**PROVIDED MATERIAL**
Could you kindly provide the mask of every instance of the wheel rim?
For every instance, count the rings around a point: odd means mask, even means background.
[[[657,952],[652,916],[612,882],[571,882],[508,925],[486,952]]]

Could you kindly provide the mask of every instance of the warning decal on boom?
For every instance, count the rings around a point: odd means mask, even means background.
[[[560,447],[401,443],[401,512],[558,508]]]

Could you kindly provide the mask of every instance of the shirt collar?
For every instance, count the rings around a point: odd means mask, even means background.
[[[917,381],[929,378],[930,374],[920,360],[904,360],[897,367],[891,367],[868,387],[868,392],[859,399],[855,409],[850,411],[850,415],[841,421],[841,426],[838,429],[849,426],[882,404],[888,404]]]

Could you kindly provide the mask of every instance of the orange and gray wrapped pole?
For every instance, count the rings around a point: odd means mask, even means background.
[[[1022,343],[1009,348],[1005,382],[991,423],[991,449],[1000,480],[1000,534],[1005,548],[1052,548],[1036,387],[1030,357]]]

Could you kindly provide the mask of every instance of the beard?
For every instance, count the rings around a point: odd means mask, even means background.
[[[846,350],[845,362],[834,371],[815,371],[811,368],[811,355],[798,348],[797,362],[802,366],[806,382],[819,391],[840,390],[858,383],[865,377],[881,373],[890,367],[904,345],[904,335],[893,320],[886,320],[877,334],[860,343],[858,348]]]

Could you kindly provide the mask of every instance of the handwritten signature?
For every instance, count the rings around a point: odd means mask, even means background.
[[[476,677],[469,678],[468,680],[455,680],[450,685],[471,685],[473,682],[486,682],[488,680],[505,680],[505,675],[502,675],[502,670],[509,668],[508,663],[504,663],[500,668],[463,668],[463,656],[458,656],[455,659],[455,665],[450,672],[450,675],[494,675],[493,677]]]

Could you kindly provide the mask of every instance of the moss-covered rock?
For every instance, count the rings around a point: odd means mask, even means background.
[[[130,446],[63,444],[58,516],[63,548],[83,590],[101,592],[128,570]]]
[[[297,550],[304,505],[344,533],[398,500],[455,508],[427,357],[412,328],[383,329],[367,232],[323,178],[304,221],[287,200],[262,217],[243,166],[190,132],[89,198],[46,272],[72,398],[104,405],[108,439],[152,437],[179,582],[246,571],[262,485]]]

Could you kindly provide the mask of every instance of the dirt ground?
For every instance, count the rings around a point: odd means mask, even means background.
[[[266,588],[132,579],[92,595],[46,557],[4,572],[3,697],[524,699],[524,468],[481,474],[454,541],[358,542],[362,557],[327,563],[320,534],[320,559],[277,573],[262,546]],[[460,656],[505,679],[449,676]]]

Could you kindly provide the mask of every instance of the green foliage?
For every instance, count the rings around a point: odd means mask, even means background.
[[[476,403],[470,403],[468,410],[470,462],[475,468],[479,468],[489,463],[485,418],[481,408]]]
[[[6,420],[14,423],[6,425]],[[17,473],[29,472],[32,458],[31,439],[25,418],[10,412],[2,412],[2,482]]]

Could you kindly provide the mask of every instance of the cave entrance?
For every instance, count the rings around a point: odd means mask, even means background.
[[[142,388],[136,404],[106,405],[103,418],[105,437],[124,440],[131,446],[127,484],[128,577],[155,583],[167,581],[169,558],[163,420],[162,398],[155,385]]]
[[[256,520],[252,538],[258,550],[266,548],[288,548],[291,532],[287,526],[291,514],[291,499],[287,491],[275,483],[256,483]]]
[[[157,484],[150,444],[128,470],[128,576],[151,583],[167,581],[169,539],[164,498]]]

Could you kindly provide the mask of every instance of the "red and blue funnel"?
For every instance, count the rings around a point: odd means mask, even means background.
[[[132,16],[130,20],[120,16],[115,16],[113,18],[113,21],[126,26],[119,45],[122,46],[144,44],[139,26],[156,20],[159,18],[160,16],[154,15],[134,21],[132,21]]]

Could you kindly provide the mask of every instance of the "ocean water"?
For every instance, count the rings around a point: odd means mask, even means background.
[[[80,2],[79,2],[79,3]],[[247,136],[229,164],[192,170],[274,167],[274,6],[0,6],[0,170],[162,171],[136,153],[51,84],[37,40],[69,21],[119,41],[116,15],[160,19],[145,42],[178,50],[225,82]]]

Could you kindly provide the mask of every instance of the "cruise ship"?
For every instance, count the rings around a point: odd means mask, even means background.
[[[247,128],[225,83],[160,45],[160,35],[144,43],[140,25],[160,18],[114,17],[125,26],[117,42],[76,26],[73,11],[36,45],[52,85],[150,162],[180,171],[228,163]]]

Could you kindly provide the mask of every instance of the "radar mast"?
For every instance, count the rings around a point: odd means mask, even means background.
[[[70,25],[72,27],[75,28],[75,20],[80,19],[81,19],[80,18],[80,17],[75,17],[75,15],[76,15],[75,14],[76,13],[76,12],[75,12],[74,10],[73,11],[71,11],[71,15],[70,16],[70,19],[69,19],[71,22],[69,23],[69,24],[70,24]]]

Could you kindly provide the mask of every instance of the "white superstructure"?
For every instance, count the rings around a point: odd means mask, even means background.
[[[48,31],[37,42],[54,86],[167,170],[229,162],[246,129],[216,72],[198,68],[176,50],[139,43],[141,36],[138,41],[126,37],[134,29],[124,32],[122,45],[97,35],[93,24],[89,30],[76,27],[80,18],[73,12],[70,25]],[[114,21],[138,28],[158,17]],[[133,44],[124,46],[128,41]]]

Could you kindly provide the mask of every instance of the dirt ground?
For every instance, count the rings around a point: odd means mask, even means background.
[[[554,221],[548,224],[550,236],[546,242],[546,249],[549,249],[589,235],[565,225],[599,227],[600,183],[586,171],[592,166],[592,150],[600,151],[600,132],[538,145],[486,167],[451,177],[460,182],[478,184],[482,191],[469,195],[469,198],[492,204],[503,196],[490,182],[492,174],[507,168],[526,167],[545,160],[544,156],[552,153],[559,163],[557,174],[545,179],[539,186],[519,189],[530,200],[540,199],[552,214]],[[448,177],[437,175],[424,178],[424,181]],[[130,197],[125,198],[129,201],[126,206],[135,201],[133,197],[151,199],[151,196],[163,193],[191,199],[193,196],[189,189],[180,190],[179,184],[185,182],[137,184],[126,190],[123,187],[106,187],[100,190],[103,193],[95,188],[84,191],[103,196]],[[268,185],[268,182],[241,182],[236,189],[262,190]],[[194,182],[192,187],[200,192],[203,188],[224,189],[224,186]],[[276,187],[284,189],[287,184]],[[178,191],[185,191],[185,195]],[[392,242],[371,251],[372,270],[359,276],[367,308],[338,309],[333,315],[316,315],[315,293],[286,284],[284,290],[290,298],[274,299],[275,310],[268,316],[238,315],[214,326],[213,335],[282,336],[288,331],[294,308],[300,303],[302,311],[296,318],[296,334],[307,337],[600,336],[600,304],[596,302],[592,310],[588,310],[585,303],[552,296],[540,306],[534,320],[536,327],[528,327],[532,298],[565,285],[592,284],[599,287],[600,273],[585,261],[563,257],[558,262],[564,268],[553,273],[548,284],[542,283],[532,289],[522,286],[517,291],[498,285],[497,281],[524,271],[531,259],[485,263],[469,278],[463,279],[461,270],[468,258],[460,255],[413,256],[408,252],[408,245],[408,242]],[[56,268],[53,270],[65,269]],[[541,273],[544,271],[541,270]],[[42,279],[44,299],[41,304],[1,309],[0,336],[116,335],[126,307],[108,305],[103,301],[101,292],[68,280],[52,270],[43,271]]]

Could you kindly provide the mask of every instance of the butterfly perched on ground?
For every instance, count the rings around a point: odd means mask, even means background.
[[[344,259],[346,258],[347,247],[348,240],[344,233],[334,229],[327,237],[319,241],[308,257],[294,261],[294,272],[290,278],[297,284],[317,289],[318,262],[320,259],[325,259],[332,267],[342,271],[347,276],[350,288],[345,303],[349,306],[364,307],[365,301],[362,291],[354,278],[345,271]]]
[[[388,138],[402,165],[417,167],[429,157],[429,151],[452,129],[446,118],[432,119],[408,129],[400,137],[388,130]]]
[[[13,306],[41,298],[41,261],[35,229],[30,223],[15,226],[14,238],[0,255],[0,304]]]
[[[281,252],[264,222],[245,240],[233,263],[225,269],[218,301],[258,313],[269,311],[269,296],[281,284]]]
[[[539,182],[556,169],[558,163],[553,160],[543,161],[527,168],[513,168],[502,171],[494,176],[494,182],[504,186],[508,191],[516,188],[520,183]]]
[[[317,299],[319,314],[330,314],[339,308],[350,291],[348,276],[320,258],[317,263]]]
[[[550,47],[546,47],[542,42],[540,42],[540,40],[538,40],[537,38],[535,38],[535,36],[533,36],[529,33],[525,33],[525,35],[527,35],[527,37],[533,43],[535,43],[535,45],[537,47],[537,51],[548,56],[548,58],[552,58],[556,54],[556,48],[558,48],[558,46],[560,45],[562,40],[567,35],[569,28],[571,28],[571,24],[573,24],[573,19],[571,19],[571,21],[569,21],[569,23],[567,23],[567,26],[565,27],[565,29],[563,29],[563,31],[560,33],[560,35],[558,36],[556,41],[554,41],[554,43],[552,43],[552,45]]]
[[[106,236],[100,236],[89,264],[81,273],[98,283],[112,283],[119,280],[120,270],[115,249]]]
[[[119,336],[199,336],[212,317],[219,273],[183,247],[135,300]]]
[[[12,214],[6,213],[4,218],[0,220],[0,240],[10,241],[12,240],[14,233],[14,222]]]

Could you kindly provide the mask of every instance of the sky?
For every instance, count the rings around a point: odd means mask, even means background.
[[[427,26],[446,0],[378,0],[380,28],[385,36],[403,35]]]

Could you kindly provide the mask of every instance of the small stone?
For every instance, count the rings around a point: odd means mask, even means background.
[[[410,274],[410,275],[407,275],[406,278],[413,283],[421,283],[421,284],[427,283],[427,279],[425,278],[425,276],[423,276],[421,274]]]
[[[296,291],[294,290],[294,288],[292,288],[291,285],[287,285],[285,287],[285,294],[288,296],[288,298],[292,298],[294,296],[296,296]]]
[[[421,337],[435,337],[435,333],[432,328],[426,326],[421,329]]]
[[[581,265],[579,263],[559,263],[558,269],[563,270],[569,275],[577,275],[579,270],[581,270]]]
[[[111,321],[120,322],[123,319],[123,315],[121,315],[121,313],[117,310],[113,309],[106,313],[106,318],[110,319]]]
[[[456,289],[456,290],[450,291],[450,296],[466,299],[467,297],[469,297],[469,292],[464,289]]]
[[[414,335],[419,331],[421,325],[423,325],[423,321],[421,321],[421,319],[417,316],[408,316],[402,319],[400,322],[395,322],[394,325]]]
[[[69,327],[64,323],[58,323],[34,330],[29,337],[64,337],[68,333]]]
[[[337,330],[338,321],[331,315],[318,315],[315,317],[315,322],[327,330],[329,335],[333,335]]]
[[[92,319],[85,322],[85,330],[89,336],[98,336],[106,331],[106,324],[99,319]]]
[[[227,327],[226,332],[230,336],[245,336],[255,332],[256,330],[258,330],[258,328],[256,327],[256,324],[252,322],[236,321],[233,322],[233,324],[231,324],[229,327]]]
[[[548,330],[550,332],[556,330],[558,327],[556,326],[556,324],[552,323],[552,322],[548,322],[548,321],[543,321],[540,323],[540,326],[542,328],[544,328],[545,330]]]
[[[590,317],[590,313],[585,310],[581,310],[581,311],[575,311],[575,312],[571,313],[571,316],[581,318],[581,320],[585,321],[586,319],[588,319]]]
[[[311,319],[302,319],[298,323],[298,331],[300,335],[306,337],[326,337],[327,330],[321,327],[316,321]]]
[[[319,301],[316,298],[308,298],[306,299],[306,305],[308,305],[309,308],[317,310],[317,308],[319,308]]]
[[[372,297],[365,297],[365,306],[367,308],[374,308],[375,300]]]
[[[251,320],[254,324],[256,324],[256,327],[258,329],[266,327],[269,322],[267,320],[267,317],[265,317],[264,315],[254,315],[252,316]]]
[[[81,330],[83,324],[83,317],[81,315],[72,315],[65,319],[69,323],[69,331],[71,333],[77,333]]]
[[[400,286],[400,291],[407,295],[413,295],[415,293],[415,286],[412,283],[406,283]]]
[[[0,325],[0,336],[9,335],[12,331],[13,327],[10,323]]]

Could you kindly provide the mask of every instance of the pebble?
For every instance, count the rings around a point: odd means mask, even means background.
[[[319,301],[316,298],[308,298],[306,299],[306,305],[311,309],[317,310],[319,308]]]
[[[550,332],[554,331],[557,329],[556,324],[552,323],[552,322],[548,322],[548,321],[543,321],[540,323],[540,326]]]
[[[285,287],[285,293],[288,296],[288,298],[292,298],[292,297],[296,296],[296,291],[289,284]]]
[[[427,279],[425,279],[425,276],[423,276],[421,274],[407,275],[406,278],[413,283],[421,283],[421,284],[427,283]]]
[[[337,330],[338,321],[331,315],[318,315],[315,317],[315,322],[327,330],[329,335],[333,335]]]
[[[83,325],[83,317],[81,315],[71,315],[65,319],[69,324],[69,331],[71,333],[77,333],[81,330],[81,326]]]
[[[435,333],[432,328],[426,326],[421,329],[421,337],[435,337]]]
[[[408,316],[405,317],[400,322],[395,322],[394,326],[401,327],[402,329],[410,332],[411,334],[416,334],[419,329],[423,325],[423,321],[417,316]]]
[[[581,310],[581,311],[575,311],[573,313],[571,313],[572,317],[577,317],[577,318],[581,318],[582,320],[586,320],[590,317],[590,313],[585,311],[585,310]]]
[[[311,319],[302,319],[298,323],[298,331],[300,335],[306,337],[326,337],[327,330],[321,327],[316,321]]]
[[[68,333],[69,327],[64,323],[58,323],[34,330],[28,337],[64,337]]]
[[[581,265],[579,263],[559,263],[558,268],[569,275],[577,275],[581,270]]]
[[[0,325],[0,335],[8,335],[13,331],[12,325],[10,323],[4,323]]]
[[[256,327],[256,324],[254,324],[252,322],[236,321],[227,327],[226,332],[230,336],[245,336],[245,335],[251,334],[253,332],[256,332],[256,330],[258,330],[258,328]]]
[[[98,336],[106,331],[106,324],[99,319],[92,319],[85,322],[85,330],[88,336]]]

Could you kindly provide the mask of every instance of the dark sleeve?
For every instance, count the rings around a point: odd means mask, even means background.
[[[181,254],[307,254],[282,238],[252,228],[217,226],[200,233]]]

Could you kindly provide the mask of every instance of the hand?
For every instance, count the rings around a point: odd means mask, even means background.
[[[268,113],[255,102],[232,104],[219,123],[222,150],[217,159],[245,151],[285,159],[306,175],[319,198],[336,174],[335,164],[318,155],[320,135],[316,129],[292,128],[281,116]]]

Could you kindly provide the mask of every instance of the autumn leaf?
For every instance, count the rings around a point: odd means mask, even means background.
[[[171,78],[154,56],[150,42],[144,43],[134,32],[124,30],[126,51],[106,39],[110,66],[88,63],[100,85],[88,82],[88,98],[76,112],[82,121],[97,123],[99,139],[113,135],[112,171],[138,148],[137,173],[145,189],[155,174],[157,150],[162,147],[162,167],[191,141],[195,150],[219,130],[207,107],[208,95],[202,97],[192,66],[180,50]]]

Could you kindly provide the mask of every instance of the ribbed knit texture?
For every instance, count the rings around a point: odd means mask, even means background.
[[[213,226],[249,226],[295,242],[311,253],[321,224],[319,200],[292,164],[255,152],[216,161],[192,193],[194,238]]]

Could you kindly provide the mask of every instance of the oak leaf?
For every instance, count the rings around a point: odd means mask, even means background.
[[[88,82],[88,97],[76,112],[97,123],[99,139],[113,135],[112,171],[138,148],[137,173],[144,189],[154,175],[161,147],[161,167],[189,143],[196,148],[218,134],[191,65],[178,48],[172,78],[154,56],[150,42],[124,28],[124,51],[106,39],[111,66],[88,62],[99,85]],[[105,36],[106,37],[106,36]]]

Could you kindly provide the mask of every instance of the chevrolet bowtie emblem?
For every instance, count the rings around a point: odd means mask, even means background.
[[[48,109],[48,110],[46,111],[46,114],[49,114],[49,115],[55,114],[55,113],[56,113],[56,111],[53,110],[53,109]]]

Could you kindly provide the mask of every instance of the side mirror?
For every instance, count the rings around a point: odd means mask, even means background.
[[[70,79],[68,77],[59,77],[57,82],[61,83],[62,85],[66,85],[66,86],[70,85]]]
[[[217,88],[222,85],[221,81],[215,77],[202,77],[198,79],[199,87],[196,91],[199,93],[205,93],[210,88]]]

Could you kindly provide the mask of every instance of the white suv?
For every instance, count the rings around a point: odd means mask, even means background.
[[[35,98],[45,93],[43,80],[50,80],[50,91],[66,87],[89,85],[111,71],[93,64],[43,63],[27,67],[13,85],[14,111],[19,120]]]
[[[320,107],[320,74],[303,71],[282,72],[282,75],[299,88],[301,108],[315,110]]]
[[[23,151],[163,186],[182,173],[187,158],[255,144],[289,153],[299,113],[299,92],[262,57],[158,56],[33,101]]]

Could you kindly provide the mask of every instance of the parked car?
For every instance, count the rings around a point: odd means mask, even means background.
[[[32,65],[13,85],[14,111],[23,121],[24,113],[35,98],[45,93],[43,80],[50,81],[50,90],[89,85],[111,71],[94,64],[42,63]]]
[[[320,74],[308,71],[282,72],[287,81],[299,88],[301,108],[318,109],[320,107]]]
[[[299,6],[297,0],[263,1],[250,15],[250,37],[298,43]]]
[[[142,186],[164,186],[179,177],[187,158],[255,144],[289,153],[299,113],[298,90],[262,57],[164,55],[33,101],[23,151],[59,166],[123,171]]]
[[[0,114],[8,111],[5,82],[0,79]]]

**BRIEF**
Reproduce exactly the lines from the one containing "the white suv?" through the last line of the records above, including both, and nothing else.

**TASK OUTPUT**
Could you kindly provide the mask of every instance of the white suv?
For every instance, count the rings around a point: odd means mask, even means background.
[[[35,98],[45,93],[43,80],[50,80],[50,91],[66,87],[89,85],[111,71],[93,64],[43,63],[27,67],[13,85],[14,111],[19,120]]]
[[[320,107],[320,74],[303,71],[282,72],[282,75],[299,88],[301,108],[315,110]]]
[[[23,151],[163,186],[182,173],[187,158],[255,144],[289,153],[299,113],[299,92],[262,57],[158,56],[33,101]]]

Could you kindly provide the mask of every instance of the parked car?
For every instance, count the rings around a point: odd means mask, even means background.
[[[32,65],[13,85],[14,111],[23,121],[24,113],[35,98],[45,93],[43,80],[50,81],[50,90],[89,85],[111,71],[94,64],[42,63]]]
[[[320,74],[308,71],[282,72],[287,81],[299,88],[301,108],[318,109],[320,107]]]
[[[299,6],[297,0],[263,1],[250,15],[250,37],[298,43]]]
[[[142,186],[164,186],[179,177],[187,158],[255,144],[289,153],[299,113],[298,90],[262,57],[164,55],[33,101],[23,151],[59,166],[123,171]]]
[[[0,114],[8,111],[5,82],[0,79]]]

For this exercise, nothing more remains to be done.